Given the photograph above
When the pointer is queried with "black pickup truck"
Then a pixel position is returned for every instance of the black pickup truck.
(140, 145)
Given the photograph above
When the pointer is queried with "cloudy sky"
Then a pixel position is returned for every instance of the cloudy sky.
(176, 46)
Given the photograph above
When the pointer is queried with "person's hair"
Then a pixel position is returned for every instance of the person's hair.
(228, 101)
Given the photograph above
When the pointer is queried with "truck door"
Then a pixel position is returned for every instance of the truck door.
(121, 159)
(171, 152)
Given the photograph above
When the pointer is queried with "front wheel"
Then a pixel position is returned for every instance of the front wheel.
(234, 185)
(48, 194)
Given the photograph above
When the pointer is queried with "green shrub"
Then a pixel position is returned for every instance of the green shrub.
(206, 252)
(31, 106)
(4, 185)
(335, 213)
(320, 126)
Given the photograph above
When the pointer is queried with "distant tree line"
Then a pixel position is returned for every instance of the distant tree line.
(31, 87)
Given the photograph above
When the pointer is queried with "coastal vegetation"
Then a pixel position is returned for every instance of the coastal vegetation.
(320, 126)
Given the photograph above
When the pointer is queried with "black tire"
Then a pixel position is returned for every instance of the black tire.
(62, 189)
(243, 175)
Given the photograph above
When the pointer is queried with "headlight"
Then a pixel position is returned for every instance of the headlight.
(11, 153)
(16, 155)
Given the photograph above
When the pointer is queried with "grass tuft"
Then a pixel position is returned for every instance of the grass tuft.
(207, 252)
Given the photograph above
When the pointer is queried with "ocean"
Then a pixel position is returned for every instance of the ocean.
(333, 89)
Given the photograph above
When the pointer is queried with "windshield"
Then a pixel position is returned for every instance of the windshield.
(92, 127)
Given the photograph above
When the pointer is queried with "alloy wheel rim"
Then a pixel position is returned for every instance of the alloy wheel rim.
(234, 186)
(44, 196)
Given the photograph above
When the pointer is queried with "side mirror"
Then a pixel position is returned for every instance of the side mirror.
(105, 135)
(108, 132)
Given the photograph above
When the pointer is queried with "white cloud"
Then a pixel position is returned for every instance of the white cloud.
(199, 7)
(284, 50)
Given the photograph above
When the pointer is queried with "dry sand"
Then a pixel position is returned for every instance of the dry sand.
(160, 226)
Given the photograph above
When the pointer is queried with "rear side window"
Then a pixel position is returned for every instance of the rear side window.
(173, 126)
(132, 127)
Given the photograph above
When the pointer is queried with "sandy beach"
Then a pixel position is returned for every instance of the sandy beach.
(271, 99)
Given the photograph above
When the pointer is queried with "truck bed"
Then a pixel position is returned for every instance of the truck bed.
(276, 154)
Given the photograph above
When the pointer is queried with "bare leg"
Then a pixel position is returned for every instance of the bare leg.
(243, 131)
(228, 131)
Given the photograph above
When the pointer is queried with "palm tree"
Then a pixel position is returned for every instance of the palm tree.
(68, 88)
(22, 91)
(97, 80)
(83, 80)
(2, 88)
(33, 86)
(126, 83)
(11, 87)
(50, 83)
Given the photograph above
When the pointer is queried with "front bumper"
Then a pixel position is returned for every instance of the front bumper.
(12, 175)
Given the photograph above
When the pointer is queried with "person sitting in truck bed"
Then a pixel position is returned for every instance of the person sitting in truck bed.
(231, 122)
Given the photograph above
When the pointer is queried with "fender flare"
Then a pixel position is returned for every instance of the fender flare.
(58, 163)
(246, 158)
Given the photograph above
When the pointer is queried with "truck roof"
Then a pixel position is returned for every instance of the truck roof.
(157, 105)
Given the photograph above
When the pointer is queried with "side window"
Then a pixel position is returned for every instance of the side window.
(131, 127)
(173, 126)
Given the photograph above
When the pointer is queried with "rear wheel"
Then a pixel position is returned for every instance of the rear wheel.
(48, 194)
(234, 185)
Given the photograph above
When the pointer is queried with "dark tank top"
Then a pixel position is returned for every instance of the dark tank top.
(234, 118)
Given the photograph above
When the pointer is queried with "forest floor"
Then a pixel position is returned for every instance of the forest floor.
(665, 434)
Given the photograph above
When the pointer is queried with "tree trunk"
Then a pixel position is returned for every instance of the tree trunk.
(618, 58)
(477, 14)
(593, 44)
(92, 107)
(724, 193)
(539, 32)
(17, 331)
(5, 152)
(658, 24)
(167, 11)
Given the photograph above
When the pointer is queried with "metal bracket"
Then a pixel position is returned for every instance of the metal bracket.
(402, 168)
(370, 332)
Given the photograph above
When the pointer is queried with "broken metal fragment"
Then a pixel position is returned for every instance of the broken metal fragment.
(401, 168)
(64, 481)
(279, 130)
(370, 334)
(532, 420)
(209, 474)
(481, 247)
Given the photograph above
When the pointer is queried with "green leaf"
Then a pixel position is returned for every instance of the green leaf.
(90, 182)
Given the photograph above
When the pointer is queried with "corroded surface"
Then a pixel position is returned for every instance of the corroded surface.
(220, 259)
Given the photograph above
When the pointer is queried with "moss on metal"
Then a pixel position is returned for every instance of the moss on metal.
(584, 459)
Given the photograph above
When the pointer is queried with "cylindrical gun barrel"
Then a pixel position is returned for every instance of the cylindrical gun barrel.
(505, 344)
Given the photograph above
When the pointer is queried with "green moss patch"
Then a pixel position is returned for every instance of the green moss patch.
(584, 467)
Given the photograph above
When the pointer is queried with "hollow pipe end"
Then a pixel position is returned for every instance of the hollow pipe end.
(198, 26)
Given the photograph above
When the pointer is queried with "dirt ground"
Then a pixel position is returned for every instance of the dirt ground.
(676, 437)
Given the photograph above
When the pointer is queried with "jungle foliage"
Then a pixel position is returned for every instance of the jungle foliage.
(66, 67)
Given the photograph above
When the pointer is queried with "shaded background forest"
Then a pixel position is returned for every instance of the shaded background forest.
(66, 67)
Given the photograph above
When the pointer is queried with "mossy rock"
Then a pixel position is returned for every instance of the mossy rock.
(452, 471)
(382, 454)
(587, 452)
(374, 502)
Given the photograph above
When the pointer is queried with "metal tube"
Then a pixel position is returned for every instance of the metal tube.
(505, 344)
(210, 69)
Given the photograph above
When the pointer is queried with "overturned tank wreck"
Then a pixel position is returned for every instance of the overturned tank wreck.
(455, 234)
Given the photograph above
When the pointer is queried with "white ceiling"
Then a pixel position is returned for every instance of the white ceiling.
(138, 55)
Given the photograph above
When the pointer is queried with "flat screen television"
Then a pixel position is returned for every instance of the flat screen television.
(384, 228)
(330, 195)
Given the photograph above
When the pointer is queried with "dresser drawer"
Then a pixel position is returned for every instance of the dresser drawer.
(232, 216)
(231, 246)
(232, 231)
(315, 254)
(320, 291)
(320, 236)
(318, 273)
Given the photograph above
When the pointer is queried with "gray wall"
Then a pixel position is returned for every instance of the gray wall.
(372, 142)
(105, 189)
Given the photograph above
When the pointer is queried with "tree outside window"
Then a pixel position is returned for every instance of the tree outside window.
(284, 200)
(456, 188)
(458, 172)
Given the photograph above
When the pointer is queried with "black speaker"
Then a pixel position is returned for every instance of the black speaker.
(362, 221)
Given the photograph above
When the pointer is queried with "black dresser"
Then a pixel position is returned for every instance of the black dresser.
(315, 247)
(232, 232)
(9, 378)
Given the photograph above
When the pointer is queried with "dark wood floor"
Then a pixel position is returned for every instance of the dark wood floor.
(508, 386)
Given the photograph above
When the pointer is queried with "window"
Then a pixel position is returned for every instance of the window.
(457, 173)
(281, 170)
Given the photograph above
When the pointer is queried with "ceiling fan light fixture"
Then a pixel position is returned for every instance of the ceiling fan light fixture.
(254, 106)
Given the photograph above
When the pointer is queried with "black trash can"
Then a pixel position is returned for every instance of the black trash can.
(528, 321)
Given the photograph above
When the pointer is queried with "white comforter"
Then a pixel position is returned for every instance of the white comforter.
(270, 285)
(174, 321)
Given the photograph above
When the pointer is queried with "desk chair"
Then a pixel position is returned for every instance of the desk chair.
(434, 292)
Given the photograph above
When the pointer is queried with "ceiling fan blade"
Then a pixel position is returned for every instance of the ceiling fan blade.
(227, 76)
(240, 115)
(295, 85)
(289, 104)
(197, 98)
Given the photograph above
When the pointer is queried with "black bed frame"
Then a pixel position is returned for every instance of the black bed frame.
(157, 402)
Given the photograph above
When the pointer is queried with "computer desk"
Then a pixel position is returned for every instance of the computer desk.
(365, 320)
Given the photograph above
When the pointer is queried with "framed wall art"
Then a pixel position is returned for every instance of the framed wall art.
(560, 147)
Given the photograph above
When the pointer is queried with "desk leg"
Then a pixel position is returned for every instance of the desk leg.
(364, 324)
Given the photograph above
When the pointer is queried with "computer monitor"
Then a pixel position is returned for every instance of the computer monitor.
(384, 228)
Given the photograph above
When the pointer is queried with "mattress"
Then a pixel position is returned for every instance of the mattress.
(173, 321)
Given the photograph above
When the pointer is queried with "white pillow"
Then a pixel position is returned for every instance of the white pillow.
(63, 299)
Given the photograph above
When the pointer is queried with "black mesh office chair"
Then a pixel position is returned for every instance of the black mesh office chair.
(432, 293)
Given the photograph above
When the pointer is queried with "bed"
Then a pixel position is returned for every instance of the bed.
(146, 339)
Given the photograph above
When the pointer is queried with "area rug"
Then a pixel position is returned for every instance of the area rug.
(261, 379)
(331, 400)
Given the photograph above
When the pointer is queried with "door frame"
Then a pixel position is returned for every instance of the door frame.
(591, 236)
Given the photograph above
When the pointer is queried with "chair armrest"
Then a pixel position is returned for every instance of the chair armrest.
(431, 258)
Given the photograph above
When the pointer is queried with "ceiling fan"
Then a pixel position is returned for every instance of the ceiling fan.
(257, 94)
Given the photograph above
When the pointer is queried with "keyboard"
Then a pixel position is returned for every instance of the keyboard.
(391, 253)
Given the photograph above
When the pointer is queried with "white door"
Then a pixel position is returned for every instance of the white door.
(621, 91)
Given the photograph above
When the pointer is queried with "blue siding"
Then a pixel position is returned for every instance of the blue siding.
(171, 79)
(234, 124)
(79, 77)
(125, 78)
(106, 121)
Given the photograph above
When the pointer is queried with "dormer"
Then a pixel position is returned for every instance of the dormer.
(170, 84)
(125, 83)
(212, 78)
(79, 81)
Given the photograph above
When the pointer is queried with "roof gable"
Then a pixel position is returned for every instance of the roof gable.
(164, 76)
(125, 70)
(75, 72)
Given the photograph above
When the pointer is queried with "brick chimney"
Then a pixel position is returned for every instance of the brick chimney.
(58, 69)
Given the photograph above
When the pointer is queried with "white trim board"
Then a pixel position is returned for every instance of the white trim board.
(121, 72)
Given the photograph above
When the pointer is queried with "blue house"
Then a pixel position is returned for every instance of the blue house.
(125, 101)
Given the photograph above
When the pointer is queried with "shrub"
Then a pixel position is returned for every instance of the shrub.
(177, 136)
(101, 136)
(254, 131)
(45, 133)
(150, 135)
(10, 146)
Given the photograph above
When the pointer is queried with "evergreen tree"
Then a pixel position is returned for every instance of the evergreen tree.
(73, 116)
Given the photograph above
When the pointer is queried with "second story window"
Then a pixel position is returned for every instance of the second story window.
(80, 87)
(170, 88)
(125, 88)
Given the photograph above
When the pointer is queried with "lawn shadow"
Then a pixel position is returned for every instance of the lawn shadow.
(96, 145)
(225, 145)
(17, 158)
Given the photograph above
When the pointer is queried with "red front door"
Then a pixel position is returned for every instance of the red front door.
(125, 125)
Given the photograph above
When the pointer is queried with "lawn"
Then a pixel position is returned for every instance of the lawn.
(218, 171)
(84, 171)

**Your task**
Please pick out every line of the data above that contains the word "distant", and copy each one out in full.

**Finished exercise**
When the pointer is queried with "distant tree line"
Then a pixel position is returned for every instance of the distant tree line.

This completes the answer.